PROBLEM DESCRIPTION:
Convert every line of the material below into a Markdown table with two columns, Row and Line. Number the lines in order and skip any blank ones.
::: MATERIAL FOR THIS TASK :::
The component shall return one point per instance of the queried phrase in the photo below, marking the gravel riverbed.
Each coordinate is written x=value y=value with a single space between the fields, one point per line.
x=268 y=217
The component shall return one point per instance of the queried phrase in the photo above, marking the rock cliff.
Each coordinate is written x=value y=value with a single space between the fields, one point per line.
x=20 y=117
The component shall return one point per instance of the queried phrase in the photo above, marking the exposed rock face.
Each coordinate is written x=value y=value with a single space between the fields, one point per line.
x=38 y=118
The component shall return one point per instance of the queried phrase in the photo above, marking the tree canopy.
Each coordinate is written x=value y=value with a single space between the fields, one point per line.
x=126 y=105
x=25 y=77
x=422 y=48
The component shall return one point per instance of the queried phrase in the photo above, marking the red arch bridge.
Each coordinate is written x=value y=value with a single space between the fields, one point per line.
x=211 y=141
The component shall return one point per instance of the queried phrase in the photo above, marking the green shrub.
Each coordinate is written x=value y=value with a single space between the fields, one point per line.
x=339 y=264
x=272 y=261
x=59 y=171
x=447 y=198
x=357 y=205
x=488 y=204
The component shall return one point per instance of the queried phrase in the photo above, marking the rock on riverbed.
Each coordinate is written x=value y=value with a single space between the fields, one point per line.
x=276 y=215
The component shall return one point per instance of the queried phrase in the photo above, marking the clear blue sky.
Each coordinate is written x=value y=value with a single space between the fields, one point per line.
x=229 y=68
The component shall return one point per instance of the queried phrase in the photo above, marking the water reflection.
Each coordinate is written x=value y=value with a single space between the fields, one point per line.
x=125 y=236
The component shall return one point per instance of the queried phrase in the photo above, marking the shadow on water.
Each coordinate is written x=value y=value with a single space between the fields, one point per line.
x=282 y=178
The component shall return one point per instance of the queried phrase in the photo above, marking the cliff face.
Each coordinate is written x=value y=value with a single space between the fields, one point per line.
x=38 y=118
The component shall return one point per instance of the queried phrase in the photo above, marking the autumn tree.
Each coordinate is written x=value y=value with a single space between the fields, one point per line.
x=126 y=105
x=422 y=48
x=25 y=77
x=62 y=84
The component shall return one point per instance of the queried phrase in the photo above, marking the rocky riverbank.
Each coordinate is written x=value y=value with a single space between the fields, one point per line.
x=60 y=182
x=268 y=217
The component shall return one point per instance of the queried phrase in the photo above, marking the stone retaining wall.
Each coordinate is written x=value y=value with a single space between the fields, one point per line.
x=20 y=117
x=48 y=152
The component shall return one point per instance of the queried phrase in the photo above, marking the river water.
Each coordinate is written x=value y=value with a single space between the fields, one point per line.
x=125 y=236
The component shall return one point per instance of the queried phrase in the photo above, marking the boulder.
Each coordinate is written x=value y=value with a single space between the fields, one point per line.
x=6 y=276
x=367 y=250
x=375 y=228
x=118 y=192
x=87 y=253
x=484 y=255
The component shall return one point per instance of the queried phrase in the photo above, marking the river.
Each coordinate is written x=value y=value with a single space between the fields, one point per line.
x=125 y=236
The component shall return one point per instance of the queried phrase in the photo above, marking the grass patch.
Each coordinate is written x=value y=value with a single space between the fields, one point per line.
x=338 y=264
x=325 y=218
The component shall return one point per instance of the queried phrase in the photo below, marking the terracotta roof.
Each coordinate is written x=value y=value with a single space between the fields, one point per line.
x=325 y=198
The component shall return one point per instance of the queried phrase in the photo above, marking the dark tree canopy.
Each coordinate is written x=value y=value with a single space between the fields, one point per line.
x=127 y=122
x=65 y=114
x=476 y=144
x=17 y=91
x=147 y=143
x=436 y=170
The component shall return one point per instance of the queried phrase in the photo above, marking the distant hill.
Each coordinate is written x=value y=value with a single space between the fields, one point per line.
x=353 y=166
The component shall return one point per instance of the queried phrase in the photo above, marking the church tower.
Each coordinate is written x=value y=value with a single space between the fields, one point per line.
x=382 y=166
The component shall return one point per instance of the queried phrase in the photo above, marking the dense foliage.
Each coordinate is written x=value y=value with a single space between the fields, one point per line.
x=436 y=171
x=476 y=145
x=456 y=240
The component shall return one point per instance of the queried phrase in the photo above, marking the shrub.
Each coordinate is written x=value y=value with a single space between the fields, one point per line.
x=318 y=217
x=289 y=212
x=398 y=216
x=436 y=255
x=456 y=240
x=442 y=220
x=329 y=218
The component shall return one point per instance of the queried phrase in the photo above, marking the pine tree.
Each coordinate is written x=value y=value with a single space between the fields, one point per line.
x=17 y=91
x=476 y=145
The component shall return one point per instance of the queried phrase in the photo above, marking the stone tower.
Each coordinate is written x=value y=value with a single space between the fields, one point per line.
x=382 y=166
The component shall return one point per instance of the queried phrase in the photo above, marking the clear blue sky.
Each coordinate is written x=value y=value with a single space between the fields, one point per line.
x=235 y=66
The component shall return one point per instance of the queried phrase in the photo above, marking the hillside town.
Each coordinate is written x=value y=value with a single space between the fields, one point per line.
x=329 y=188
:::
RESPONSE TO THE TASK:
| Row | Line |
|---|---|
| 1 | The component shall return one point per instance of the queried phrase in the photo below, marking the gravel riverbed. |
| 2 | Each coordinate is written x=value y=value with a single space between the fields, one point per line. |
| 3 | x=268 y=217 |
| 4 | The component shall return one point per instance of the queried phrase in the photo above, marking the rock cliff. |
| 5 | Each coordinate is written x=value y=value with a single space between the fields, one point per line. |
| 6 | x=20 y=117 |
| 7 | The component shall return one point per instance of the queried phrase in the photo above, marking the exposed rock face. |
| 8 | Each coordinate is written x=value y=value with a single space between the fields, one point per line. |
| 9 | x=38 y=118 |
| 10 | The component shall return one point per instance of the queried phrase in the photo above, marking the tree canopy. |
| 11 | Each coordinate is written x=value y=value with a single space between the fields, one point per line. |
| 12 | x=126 y=105 |
| 13 | x=25 y=77 |
| 14 | x=422 y=48 |
| 15 | The component shall return one point per instance of the queried phrase in the photo above, marking the red arch bridge. |
| 16 | Each coordinate is written x=value y=value with a single space between the fields, one point per line. |
| 17 | x=211 y=141 |
| 18 | The component shall return one point per instance of the queried phrase in the photo above, marking the green shrub. |
| 19 | Each coordinate is written x=value y=value with a single space between the fields, one point per line. |
| 20 | x=339 y=264 |
| 21 | x=272 y=261 |
| 22 | x=59 y=171 |
| 23 | x=447 y=198 |
| 24 | x=357 y=205 |
| 25 | x=488 y=204 |
| 26 | The component shall return one point per instance of the queried phrase in the photo above, marking the rock on riverbed. |
| 27 | Each coordinate is written x=value y=value with a single space between the fields, one point per line. |
| 28 | x=276 y=215 |
| 29 | The component shall return one point per instance of the queried phrase in the photo above, marking the clear blue sky. |
| 30 | Each coordinate is written x=value y=value with a single space between the fields, one point per line. |
| 31 | x=229 y=68 |
| 32 | The component shall return one point per instance of the queried phrase in the photo above, marking the water reflection. |
| 33 | Each coordinate is written x=value y=value with a single space between the fields, one point per line. |
| 34 | x=125 y=236 |
| 35 | The component shall return one point per instance of the queried phrase in the photo above, marking the shadow on water. |
| 36 | Each coordinate is written x=value y=value with a single space between the fields, one point per line. |
| 37 | x=282 y=178 |
| 38 | The component shall return one point per instance of the queried phrase in the photo above, marking the cliff face. |
| 39 | Each coordinate is written x=value y=value with a single space between the fields, one point per line. |
| 40 | x=38 y=118 |
| 41 | The component shall return one point per instance of the queried phrase in the photo above, marking the autumn tree. |
| 42 | Each coordinate is written x=value y=value with a single space between the fields, one point per line. |
| 43 | x=126 y=105 |
| 44 | x=422 y=48 |
| 45 | x=25 y=77 |
| 46 | x=62 y=84 |
| 47 | The component shall return one point per instance of the queried phrase in the photo above, marking the rocky riverbank. |
| 48 | Each coordinate is written x=value y=value with a single space between the fields, one point per line. |
| 49 | x=60 y=182 |
| 50 | x=268 y=217 |
| 51 | The component shall return one point per instance of the queried phrase in the photo above, marking the stone retaining wall. |
| 52 | Each coordinate is written x=value y=value with a single space between the fields, one point per line. |
| 53 | x=20 y=117 |
| 54 | x=48 y=152 |
| 55 | The component shall return one point per instance of the queried phrase in the photo above, marking the river water. |
| 56 | Each coordinate is written x=value y=value with a single space between the fields, one point per line. |
| 57 | x=125 y=236 |
| 58 | The component shall return one point per instance of the queried phrase in the photo above, marking the boulder. |
| 59 | Each coordinate is written x=value y=value with a single space between the fields, one point per line. |
| 60 | x=6 y=276 |
| 61 | x=367 y=250 |
| 62 | x=375 y=228 |
| 63 | x=118 y=192 |
| 64 | x=87 y=253 |
| 65 | x=484 y=255 |
| 66 | The component shall return one point per instance of the queried phrase in the photo above, marking the river. |
| 67 | Each coordinate is written x=value y=value with a single space between the fields, one point per line. |
| 68 | x=125 y=236 |
| 69 | The component shall return one point per instance of the queried phrase in the photo above, marking the grass patch. |
| 70 | Each coordinate is written x=value y=value with a single space between the fields, one point per line. |
| 71 | x=338 y=264 |
| 72 | x=325 y=218 |
| 73 | The component shall return one point per instance of the queried phrase in the photo below, marking the terracotta roof. |
| 74 | Each coordinate is written x=value y=value with a single space between the fields, one point per line. |
| 75 | x=325 y=198 |
| 76 | The component shall return one point per instance of the queried phrase in the photo above, marking the dark tree canopy. |
| 77 | Each coordinate is written x=value y=value with a single space between the fields, one point per line. |
| 78 | x=127 y=122 |
| 79 | x=65 y=114 |
| 80 | x=476 y=144 |
| 81 | x=17 y=91 |
| 82 | x=147 y=143 |
| 83 | x=436 y=170 |
| 84 | The component shall return one point per instance of the queried phrase in the photo above, marking the distant hill. |
| 85 | Each coordinate is written x=value y=value with a single space between the fields, one point per line. |
| 86 | x=353 y=166 |
| 87 | The component shall return one point per instance of the queried phrase in the photo above, marking the church tower. |
| 88 | Each coordinate is written x=value y=value with a single space between the fields, one point per line. |
| 89 | x=382 y=166 |
| 90 | The component shall return one point per instance of the queried phrase in the photo above, marking the dense foliage. |
| 91 | Each coordinate is written x=value y=value with a single space between the fields, one point per line. |
| 92 | x=436 y=171 |
| 93 | x=476 y=145 |
| 94 | x=456 y=240 |
| 95 | The component shall return one point per instance of the queried phrase in the photo above, marking the shrub. |
| 96 | Each coordinate is written x=value y=value with a single space between the fields, one point per line. |
| 97 | x=318 y=217 |
| 98 | x=289 y=212 |
| 99 | x=398 y=216 |
| 100 | x=436 y=255 |
| 101 | x=456 y=240 |
| 102 | x=442 y=220 |
| 103 | x=329 y=218 |
| 104 | The component shall return one point per instance of the queried phrase in the photo above, marking the pine tree. |
| 105 | Each coordinate is written x=value y=value with a single space between the fields, one point per line. |
| 106 | x=17 y=91 |
| 107 | x=476 y=145 |
| 108 | The component shall return one point per instance of the queried phrase in the photo above, marking the stone tower. |
| 109 | Each coordinate is written x=value y=value with a single space between the fields, one point per line. |
| 110 | x=382 y=166 |
| 111 | The component shall return one point per instance of the queried phrase in the photo above, marking the clear blue sky. |
| 112 | Each coordinate is written x=value y=value with a single space between the fields, one point per line. |
| 113 | x=235 y=66 |
| 114 | The component shall return one point per instance of the queried phrase in the photo above, marking the hillside town. |
| 115 | Each coordinate is written x=value y=value with a single space between the fields, one point per line. |
| 116 | x=329 y=188 |